-- BEGIN Source extract --
Fast-growing Johnson County boasts a low crime rate, affordable housing, good public schools and a booming local economy. A recent Kansas City Star series - "Divided We Sprawl" - explored the nether side of these prosperous suburbs. "Nowhere in the United States is sprawl more active, more virulent, than right here," it said.

The campaign against the beltway was an all-volunteer effort, says Stewart, spearheaded by the Metropolitan Coalition for Sensible Transportation, which included the Sierra Club, the Audubon Society, the Greater Kansas City Greens, the Kansas Natural Resources Council and many other individuals and groups. Stewart and her allies set up meetings with public officials to plead their case, created a series of widely distributed fact sheets, wrote letters to the editor, called local media, faxed county commissioners, cultivated relationships with reporters and regularly turned out hundreds of people at public hearings. Opposition to the beltway swelled. The mayor of a city in the proposed highway corridor announced that his city would use legal action to fight the project. Another city council that had backed the project reversed its decision. The Star published scathing editorials that added to the chorus of opposition. "At the outset," says Stewart, "the odds of defeating the project seemed pretty long. But the coalition tapped into an unexpectedly large reservoir of public sentiment. People don't want Kansas City to be known as 'Los Angeles of the Prairie.' We gained a lot of credibility during this campaign and showed that we won't be dismissed."

Not only did the coalition stop the beltway, but in January the chair of the County Citizens' Visioning Committee recruited Stewart as a member. "Now we have a chance to play a role in the county's planning process," she says. "And I'm finding out that there's more consensus on sprawl than I thought." Stewart says that when she asked for advice from the Sierra Club's Internet Transportation/Land Use Forum on how to be effective on the committee, she received helpful replies from all over the country. "The forum is a great resource for activists," she says.

For copies of the Kansas City Star's "Divided We Sprawl" report, call (816) 234-4907.
-- END Source extract --
-- BEGIN Provided information --
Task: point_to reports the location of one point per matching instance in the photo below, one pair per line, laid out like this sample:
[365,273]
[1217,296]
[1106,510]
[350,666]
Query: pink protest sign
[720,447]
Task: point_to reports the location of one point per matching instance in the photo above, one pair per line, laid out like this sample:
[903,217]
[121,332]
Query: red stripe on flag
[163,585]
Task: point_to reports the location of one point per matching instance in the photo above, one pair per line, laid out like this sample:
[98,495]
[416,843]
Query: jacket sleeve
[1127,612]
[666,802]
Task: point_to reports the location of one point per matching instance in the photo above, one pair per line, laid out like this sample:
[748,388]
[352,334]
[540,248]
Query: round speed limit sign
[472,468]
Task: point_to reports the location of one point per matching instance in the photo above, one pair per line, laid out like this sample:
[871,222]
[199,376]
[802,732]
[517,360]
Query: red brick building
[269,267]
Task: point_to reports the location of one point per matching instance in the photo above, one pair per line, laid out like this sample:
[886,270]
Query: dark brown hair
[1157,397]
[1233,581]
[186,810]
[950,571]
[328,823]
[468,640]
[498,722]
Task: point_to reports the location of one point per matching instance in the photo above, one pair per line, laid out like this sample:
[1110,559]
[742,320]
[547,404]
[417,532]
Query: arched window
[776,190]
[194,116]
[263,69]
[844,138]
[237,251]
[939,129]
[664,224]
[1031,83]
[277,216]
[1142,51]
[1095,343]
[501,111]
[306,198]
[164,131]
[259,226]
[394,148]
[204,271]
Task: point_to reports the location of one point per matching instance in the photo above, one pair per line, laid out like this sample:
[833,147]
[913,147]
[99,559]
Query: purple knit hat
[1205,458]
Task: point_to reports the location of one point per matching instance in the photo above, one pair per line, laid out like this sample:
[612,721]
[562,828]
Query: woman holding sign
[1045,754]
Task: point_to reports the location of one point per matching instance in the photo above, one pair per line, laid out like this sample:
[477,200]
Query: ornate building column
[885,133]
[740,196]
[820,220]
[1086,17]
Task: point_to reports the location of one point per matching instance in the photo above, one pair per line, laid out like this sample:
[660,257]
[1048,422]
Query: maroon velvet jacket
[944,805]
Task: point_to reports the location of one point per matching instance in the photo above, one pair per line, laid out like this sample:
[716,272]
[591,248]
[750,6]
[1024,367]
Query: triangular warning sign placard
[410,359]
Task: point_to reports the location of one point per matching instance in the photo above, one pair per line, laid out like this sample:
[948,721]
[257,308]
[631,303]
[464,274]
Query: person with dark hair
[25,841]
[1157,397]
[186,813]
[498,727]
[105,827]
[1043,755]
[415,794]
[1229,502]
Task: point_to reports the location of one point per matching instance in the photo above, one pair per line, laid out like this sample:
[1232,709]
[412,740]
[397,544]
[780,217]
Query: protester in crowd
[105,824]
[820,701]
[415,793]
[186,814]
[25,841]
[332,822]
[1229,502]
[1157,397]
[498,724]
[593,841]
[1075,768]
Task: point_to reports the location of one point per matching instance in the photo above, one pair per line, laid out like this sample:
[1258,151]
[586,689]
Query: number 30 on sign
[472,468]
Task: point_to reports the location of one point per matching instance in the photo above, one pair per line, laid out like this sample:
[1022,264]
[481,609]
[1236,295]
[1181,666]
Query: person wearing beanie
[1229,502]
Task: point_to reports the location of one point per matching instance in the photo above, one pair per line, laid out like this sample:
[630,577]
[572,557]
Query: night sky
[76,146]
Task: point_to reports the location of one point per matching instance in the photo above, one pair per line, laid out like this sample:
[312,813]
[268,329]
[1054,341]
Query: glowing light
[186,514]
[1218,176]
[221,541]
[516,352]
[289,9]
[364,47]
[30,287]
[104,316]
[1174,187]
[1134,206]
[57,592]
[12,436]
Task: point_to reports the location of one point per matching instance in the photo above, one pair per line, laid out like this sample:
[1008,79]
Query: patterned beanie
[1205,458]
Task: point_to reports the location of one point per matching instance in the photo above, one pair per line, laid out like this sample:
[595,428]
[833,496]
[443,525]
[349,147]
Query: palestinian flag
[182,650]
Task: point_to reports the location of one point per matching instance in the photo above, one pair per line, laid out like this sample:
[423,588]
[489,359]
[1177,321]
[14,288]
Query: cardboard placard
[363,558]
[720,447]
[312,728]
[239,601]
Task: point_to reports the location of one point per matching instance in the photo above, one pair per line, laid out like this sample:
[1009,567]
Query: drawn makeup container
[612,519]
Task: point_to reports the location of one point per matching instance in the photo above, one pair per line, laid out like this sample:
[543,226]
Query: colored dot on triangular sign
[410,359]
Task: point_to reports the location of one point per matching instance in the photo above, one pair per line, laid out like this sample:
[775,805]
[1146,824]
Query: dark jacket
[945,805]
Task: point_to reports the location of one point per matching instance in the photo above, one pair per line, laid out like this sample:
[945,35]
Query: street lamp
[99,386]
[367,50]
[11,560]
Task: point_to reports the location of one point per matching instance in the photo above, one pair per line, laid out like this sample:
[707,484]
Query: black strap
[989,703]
-- END Provided information --
■ Problem set:
a: Name each organization that the beltway article lists as part of the Metropolitan Coalition for Sensible Transportation.
b: In the beltway article, what label does Stewart say people don't want Kansas City to be known by?
c: From the beltway article, print the passage that begins at the words "Not only did" and stops after "call (816) 234-4907.".

■ Replies:
a:
- the Sierra Club
- the Audubon Society
- the Greater Kansas City Greens
- the Kansas Natural Resources Council

b: "Los Angeles of the Prairie."

c:
Not only did the coalition stop the beltway, but in January the chair of the County Citizens' Visioning Committee recruited Stewart as a member. "Now we have a chance to play a role in the county's planning process," she says. "And I'm finding out that there's more consensus on sprawl than I thought." Stewart says that when she asked for advice from the Sierra Club's Internet Transportation/Land Use Forum on how to be effective on the committee, she received helpful replies from all over the country. "The forum is a great resource for activists," she says.

For copies of the Kansas City Star's "Divided We Sprawl" report, call (816) 234-4907.